*** SOURCE MATERIAL

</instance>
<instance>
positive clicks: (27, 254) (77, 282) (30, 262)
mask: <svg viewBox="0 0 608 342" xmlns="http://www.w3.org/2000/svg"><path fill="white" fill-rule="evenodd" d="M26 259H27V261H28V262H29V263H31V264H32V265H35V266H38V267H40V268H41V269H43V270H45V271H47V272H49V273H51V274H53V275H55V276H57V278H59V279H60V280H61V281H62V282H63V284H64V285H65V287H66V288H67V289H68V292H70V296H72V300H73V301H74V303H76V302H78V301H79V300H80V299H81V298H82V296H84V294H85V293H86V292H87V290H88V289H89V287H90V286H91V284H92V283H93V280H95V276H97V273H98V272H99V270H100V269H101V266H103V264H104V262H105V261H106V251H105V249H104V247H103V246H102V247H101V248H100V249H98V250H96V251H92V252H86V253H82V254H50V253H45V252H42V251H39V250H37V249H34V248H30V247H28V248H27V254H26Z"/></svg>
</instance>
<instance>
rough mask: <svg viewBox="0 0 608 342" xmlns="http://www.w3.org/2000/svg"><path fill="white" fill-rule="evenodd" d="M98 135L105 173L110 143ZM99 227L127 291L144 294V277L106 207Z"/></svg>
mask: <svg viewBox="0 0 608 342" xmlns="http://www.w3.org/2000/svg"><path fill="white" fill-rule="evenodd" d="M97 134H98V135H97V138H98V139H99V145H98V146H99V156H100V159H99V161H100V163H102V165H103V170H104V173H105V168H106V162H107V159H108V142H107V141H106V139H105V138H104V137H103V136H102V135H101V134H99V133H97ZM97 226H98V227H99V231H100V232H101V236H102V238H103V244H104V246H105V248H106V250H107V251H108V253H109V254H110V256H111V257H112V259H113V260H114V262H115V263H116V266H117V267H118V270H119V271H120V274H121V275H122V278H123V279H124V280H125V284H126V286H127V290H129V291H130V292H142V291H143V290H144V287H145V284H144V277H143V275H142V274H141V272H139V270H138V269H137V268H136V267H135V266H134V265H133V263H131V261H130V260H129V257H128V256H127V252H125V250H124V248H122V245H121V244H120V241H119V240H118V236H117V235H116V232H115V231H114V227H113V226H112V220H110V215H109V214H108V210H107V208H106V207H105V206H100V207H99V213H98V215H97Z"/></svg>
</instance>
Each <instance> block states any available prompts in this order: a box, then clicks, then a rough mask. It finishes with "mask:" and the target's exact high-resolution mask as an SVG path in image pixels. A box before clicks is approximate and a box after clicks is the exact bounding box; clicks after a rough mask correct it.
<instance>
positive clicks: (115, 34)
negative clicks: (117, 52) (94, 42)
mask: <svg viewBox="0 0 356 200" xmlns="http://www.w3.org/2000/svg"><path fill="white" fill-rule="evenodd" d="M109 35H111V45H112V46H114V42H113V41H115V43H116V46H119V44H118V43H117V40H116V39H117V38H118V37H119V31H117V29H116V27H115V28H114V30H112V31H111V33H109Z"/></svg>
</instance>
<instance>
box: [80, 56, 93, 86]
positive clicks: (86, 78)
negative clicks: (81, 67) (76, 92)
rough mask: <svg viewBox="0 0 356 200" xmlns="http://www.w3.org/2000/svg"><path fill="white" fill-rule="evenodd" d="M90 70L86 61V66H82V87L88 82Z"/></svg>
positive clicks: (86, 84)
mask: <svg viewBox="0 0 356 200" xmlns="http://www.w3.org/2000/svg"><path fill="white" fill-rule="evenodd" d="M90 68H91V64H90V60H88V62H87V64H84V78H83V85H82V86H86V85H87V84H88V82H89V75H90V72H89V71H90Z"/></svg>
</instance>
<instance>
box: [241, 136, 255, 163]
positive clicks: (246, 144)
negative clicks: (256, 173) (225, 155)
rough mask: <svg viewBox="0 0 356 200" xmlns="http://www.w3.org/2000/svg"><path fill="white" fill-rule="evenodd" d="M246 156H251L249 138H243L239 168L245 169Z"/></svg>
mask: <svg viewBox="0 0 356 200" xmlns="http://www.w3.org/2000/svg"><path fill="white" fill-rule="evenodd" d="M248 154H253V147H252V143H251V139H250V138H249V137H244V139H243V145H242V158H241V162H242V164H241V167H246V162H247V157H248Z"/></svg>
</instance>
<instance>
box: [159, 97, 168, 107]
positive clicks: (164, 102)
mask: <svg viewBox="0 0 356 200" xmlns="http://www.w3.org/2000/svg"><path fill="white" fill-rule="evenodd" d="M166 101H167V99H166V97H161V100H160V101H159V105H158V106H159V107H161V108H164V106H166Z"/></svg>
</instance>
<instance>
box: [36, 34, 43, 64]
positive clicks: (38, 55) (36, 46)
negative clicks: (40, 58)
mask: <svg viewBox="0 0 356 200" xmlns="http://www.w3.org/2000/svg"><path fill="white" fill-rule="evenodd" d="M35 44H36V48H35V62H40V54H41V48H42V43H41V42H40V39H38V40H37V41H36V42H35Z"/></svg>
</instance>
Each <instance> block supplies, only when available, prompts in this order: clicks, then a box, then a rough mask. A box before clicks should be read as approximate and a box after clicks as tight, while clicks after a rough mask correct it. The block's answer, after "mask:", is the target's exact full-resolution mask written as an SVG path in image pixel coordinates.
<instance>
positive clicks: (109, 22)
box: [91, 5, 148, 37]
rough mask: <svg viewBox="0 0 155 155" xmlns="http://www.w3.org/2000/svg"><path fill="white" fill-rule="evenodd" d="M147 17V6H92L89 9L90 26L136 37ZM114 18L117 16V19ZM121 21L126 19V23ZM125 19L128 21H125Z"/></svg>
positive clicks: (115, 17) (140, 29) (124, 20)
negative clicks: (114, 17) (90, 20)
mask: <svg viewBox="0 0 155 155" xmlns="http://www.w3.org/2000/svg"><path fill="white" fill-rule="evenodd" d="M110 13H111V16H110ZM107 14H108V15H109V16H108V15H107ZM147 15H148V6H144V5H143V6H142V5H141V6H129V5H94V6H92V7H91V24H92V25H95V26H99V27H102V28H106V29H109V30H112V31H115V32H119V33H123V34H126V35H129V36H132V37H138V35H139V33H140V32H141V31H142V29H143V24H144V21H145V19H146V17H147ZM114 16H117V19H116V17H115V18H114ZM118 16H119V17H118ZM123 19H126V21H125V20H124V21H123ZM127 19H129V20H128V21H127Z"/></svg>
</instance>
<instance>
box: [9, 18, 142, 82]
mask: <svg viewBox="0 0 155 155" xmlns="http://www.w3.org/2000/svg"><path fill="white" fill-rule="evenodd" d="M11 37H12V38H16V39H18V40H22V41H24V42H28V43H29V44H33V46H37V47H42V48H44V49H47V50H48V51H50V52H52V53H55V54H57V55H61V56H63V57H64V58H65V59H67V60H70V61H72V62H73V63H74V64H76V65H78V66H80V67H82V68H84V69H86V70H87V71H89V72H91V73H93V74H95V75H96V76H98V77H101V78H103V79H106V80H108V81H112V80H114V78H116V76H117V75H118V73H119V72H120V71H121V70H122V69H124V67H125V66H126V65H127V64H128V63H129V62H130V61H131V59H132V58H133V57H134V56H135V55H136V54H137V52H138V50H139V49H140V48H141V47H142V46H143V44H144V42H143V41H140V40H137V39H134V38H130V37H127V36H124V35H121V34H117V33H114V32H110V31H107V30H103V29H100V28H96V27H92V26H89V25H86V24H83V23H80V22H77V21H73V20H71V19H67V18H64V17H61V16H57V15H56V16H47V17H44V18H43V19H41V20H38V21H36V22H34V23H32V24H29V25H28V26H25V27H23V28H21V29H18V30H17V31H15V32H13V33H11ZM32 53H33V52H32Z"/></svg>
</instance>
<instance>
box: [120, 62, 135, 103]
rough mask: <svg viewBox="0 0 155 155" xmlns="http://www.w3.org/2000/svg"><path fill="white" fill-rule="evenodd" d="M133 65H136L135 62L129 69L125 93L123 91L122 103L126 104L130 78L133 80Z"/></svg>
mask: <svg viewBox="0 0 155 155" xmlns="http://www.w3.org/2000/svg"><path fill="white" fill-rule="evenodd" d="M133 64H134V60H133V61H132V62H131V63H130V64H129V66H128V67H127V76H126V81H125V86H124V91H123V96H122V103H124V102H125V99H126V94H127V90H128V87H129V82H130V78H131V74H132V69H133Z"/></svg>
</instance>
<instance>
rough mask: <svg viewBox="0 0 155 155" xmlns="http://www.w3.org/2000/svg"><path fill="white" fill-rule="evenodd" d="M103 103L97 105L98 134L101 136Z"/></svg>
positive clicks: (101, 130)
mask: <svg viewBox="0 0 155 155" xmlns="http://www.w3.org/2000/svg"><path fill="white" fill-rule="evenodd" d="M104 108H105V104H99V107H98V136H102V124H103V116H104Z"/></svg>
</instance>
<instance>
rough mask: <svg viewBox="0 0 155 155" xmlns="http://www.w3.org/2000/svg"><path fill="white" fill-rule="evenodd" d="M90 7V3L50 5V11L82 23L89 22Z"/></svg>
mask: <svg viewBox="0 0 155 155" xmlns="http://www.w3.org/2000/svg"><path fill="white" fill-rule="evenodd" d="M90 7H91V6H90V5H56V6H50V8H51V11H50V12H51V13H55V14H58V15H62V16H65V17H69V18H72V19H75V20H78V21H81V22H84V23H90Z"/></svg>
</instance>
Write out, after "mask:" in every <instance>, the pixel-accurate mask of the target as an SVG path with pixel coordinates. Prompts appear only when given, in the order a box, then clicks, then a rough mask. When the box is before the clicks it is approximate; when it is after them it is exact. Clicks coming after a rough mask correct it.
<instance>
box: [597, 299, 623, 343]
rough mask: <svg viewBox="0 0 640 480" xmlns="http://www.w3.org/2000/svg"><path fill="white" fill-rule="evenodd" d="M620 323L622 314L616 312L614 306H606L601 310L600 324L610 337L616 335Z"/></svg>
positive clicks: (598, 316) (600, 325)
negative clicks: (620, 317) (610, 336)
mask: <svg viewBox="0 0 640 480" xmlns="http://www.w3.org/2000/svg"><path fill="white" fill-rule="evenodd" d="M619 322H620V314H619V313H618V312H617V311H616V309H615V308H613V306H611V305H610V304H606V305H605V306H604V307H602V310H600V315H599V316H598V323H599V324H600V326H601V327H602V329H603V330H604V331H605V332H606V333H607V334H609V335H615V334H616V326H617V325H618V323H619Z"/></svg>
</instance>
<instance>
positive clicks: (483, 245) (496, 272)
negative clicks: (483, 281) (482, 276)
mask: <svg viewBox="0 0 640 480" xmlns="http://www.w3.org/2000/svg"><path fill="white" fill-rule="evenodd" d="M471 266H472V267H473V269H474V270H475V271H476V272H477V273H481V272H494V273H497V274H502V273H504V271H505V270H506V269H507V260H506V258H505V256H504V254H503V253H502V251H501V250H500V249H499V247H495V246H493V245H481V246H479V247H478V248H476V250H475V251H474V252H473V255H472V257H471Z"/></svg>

******

*YOUR ASSIGNMENT*:
Answer with a number alone. It should equal the count of lines in the entries that hold "image".

*ANSWER BOX*:
2